## Requirement 1
Print the listing lines from the line containing "it: point(48, 54)." through the line containing "point(119, 82)", both included, without any changes.

A Strategy of Engagement
Our strategy is founded on continued U.S. engagement and leadership abroad. The United States must lead abroad if we are to be secure at home. We cannot lead abroad unless we devote the necessary resources to military, diplomatic, intelligence and other efforts. We must be prepared and willing to use all appropriate instruments of national power to influence the actions of other states and non-state actors, to provide global leadership, and to remain a reliable security partner for the community of nations that share our interests. The international community is at times reluctant to act without American leadership. In some instances, the United States is the only nation capable of providing the necessary leadership and capabilities for an international response to shared challenges. By exerting our leadership abroad we have deterred aggression, fostered the resolution of conflicts, enhanced regional cooperation, strengthened democracies, stopped human rights abuses, opened foreign markets and tackled global problems such as preventing the spread of weapons of mass destruction, protected the environment, and combated international corruption.
Our strategy has three core objectives: enhancing American security; bolstering our economic prosperity; and promoting democracy and human rights abroad, which we strongly believe will, in turn, advance the first two goals. Achieving these objectives requires sustained, long-term effort. Many of the threats to our national interests are persistent or recurring – they cannot be resolved or eliminated once and for all. American engagement must be tempered by recognition that there are limits to America’s involvement in the world, and that decisions to commit resources must be weighed against the need to sustain our engagement over the long term. Our engagement therefore must be selective, focusing on the threats and opportunities most relevant to our interests and applying our resources where we can make the greatest difference. Additionally, sustaining our engagement abroad over the long term will require the support of the American people and the Congress to bear the costs of defending U.S. interests – in dollars, effort and, when necessary, with military force.

Implementing the Strategy
International cooperation will be vital for building security in the next century because many of the challenges we face cannot be addressed by a single nation. Many of our security objectives are best achieved – or can only be achieved – by leveraging our influence and capabilities through international organizations, our alliances, or as a leader of an ad hoc coalition formed around a specific objective. Leadership in the United Nations and other international organizations, and durable relationships with allies and friendly nations, are critical to our security. A central thrust of our strategy is to strengthen and adapt the formal relationships we have with key nations around the world, create new relationships and structures when necessary, and enhance the capability of friendly nations to exercise regional leadership in support of shared goals. At other times, we seek to shape a favorable international environment outside of formal structures by building coalitions of like-minded nations. But we must always be prepared to act alone when that is our most advantageous course, or when we have no alternative.

Collection entries:

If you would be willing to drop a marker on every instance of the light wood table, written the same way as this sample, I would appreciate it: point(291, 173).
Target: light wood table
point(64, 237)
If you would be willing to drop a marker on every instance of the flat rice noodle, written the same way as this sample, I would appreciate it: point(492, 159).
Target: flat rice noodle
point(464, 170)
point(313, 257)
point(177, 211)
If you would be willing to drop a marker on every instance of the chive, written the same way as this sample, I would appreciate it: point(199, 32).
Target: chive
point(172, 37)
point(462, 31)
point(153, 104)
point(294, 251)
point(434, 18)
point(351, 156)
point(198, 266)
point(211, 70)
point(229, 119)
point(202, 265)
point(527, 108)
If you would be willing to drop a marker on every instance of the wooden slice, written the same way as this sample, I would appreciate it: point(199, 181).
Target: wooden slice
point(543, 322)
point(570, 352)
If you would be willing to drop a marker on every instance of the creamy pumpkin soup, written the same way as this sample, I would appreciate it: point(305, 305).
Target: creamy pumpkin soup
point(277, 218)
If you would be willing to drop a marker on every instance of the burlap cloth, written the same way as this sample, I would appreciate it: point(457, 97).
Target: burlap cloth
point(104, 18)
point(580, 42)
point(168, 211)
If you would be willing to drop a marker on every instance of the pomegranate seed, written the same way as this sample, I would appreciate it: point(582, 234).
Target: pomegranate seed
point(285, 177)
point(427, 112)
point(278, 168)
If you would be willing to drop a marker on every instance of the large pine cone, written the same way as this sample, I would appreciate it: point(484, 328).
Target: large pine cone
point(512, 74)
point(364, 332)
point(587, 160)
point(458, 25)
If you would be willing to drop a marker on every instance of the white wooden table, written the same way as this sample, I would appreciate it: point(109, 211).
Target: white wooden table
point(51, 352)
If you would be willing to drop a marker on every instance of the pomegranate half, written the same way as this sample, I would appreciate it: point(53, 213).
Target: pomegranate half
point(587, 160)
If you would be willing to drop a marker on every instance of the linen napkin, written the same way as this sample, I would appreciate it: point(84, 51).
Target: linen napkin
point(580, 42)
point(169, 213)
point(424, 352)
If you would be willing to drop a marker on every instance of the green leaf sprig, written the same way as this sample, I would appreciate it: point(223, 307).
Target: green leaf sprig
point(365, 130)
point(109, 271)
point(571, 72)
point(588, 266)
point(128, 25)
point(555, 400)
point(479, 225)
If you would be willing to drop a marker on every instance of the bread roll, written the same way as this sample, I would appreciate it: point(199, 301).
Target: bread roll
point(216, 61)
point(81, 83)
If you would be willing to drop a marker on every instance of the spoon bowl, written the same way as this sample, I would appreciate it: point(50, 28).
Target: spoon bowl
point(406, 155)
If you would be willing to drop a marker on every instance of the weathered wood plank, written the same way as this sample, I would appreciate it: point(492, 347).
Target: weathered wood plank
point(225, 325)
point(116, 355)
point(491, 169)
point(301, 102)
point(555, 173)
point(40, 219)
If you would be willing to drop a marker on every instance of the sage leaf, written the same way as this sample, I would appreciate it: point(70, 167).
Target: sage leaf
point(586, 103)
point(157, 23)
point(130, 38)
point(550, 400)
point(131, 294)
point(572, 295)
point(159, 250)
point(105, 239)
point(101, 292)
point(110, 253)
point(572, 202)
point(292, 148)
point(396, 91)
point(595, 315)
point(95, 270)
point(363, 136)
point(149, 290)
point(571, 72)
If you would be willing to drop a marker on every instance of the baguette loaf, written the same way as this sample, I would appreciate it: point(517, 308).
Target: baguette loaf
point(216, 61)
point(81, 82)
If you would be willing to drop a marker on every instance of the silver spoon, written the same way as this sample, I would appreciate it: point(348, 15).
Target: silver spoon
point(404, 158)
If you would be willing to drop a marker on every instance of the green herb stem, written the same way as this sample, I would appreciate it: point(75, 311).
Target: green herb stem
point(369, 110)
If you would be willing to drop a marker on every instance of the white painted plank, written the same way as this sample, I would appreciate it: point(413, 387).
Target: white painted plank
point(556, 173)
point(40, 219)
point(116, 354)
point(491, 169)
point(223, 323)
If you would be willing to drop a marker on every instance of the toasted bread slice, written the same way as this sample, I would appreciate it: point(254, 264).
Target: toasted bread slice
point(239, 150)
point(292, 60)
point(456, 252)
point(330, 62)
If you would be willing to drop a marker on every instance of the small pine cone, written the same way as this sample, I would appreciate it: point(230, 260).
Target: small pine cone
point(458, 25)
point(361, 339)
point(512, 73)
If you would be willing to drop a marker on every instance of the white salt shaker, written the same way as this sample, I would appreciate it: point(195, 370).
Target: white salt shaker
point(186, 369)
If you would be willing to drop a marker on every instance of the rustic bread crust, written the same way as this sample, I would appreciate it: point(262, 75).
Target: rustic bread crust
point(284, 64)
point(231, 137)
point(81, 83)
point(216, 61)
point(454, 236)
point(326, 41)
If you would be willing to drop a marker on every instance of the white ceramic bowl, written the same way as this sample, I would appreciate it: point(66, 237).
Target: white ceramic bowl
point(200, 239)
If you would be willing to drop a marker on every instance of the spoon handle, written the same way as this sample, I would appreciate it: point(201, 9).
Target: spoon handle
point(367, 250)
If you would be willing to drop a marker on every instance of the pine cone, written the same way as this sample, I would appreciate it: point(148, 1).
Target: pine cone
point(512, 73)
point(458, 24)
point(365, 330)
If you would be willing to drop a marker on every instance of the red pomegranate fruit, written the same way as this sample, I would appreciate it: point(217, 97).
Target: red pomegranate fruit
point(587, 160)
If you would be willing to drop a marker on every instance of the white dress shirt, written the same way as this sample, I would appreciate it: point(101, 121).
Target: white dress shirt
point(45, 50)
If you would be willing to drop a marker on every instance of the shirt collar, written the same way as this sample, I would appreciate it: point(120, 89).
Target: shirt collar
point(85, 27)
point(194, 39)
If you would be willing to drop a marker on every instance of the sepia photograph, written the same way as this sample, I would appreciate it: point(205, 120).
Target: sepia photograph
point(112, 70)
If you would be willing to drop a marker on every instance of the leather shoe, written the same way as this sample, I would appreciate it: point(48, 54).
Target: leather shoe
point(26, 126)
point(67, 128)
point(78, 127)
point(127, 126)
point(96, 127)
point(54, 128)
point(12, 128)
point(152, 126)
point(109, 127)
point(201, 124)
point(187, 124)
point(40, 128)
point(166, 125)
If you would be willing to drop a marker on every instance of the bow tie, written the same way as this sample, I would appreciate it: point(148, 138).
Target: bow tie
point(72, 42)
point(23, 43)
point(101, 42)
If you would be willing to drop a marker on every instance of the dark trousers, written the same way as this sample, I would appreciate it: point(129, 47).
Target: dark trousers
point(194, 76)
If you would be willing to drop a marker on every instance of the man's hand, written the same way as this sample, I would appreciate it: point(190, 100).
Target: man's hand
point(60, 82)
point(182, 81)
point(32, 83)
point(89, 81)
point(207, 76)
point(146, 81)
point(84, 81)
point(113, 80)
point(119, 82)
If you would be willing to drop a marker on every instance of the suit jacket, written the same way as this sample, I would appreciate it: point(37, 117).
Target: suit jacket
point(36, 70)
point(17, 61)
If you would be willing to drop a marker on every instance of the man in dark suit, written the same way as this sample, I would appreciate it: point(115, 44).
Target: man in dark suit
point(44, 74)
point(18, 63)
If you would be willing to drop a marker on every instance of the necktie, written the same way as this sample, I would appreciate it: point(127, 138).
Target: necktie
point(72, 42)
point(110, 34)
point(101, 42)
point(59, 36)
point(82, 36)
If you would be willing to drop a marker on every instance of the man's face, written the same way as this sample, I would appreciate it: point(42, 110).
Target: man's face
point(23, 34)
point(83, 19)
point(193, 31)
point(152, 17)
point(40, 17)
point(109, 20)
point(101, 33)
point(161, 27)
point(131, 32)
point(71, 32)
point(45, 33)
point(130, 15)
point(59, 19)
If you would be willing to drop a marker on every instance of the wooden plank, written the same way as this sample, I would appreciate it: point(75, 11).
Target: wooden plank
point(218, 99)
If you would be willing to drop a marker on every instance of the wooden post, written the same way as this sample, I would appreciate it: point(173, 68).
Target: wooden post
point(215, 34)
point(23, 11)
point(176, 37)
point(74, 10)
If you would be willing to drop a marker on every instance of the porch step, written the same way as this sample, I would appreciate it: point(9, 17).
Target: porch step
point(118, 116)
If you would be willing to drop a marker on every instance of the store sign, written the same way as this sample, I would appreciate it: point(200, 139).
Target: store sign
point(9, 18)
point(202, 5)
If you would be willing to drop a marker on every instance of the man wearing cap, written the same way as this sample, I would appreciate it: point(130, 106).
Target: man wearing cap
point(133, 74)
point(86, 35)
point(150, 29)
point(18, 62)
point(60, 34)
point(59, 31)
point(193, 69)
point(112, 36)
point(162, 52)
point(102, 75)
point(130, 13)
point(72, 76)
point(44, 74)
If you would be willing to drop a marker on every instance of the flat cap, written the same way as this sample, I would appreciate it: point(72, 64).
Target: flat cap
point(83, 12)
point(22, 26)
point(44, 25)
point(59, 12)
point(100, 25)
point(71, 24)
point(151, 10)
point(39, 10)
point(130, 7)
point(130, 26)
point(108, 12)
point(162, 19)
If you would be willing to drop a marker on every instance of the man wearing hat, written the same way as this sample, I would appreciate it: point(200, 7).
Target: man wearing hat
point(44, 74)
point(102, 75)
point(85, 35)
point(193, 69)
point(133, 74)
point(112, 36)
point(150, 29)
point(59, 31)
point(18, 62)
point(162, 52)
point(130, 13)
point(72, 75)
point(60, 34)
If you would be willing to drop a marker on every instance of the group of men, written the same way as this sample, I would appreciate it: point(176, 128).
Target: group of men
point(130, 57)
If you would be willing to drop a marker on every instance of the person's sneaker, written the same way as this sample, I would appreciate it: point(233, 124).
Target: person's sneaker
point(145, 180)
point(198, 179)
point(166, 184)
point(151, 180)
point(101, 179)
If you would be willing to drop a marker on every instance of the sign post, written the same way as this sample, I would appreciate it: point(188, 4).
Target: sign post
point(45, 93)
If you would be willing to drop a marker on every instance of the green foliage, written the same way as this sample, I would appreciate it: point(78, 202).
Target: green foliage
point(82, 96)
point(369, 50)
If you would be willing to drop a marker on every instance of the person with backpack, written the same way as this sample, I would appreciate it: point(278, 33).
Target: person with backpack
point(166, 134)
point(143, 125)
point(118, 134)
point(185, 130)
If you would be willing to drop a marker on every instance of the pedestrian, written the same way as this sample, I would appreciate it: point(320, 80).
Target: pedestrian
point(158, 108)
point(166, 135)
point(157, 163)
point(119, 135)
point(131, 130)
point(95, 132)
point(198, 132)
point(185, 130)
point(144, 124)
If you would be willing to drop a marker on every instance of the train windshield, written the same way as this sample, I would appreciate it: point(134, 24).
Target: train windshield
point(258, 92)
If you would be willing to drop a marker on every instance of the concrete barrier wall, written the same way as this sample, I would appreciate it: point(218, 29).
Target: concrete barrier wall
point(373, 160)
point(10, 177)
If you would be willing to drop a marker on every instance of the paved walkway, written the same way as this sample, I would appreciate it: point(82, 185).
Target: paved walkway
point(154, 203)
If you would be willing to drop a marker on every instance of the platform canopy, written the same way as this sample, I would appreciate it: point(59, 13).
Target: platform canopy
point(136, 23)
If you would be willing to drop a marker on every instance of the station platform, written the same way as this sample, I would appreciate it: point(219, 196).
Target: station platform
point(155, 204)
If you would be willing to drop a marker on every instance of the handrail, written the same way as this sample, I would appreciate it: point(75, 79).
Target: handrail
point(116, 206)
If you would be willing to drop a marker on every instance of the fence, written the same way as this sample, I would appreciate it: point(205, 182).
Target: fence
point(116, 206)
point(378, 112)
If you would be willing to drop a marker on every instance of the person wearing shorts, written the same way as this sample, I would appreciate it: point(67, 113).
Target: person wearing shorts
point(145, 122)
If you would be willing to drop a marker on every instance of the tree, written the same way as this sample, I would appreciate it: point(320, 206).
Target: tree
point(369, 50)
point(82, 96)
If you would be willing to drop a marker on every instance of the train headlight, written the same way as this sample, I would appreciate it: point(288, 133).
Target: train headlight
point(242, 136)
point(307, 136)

## Requirement 2
Answer these questions about the strategy excerpt:
(a) What are the strategy's three core objectives?
(b) Through what three means does the excerpt say influence and capabilities can be leveraged to achieve security objectives?
(c) When must the United States always be prepared to act alone?

## Complete answer 1
If you would be willing to drop a marker on every instance of the leather shoe, written the same way as this sample, I would appreciate it: point(48, 54).
Target: leather shoe
point(26, 126)
point(67, 128)
point(78, 127)
point(127, 126)
point(96, 127)
point(54, 128)
point(12, 128)
point(152, 126)
point(109, 127)
point(201, 124)
point(187, 124)
point(40, 128)
point(166, 125)
If you would be willing to drop a marker on every instance of the bow tie, written the same way as this sample, I would appreciate it: point(148, 138).
Target: bow tie
point(72, 42)
point(23, 43)
point(101, 42)
If you would be willing to drop a marker on every instance of the dark trousers, written the same way as this sample, I would appreciate it: point(129, 47).
Target: dark trousers
point(194, 76)
If you would be willing to drop a marker on every instance of the man's hand, written the same way as this sample, I would appreciate it: point(190, 100).
Target: man's hand
point(60, 82)
point(182, 81)
point(32, 83)
point(89, 81)
point(207, 76)
point(146, 81)
point(84, 81)
point(113, 80)
point(119, 82)

## Complete answer 2
(a) Enhancing American security, bolstering economic prosperity, and promoting democracy and human rights abroad.
(b) Through international organizations, through alliances, or as a leader of an ad hoc coalition formed around a specific objective.
(c) When that is its most advantageous course, or when it has no alternative.